(Data entries)
══════════════════════════════

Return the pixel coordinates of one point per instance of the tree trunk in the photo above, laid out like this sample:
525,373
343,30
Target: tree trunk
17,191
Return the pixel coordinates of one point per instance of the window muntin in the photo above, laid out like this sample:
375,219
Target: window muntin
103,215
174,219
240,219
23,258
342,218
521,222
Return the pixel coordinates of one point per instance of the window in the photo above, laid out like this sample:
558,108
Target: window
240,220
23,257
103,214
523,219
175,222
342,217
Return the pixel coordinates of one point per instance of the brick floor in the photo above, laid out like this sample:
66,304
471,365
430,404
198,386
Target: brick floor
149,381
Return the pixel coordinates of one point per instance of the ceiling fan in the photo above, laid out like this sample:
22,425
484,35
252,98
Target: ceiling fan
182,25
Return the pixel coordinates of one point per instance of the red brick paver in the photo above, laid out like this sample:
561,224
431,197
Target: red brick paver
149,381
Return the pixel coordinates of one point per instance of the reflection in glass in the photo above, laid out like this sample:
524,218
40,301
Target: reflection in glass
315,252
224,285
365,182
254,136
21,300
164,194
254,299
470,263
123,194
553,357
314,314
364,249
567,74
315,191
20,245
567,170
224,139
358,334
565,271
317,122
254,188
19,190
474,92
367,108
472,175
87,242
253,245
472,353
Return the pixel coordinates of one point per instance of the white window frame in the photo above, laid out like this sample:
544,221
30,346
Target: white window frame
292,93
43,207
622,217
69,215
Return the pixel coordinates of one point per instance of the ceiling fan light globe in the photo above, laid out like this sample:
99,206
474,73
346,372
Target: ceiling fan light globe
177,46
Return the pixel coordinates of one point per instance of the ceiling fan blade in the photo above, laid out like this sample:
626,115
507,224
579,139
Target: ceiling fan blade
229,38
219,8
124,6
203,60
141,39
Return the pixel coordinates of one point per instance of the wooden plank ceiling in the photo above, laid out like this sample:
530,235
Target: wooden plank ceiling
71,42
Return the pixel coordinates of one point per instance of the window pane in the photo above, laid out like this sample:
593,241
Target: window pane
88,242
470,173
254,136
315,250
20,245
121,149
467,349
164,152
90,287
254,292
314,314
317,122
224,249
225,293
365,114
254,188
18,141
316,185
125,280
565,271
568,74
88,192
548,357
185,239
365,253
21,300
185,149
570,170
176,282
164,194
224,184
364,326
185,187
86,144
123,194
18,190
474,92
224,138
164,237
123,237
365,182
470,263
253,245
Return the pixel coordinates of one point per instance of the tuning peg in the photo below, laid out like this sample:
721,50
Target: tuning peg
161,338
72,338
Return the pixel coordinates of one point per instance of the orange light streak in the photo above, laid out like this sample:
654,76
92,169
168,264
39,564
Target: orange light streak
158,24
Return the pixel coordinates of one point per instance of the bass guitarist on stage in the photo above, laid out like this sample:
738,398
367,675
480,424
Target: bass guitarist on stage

══════════════════════════════

REQUIREMENT. Copy the lines from the one containing "of the bass" through the end of the records, inclusive, substituting "keyboard player" for "bass guitarist" and keeping all else unchanged.

COMPLETE OUTPUT.
Return the pixel coordinates of one point per instance of the keyboard player on stage in the photo above, laid out like this sample:
738,398
367,675
480,424
Target: keyboard player on stage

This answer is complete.